### What the task asks
Rewrite the lines of the data from the one containing "(157,270) (no space after the comma)." through the end, inclusive, changing "trousers" to "pants" and leaving everything else as it is.

-- BEGIN Excerpted records --

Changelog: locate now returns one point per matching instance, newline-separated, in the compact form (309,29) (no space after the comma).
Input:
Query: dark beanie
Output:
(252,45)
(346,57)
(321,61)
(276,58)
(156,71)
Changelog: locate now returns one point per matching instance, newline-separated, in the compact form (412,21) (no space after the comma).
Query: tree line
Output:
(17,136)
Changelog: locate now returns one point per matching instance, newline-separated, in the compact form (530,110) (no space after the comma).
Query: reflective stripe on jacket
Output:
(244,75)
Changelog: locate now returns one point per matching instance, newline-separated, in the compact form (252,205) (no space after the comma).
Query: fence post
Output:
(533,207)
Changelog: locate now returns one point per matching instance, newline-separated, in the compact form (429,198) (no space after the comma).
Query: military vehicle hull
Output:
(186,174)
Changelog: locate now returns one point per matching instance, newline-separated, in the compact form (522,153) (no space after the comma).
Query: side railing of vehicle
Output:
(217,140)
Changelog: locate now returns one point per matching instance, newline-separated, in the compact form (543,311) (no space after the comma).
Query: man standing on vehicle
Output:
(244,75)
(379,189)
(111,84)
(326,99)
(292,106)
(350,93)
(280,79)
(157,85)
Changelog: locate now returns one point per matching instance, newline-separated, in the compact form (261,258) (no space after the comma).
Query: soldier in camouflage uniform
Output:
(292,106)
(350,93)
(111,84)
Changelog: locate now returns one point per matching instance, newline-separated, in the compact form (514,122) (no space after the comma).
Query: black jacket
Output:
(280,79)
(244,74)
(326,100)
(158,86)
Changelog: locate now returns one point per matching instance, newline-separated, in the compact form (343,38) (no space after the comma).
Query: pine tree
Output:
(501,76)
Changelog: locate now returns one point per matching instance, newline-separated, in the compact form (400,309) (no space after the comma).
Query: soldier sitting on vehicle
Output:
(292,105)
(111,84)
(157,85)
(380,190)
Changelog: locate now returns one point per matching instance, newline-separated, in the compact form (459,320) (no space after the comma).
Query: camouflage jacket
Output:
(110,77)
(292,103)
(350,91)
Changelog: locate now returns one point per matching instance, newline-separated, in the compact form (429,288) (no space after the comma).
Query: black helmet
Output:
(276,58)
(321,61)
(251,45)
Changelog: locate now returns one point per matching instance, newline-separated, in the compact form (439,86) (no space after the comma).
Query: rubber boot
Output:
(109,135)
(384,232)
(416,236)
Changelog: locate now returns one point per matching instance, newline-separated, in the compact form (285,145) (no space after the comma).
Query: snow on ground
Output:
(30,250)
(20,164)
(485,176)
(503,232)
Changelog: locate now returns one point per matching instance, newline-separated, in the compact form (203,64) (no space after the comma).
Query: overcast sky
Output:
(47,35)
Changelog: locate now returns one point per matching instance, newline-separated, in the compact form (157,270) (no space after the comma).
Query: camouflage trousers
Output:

-- END Excerpted records --

### Response for this exercise
Changelog: locate now returns one point per matching instance, newline-separated, in the compact form (157,270) (no space after the comma).
Query: camouflage pants
Output:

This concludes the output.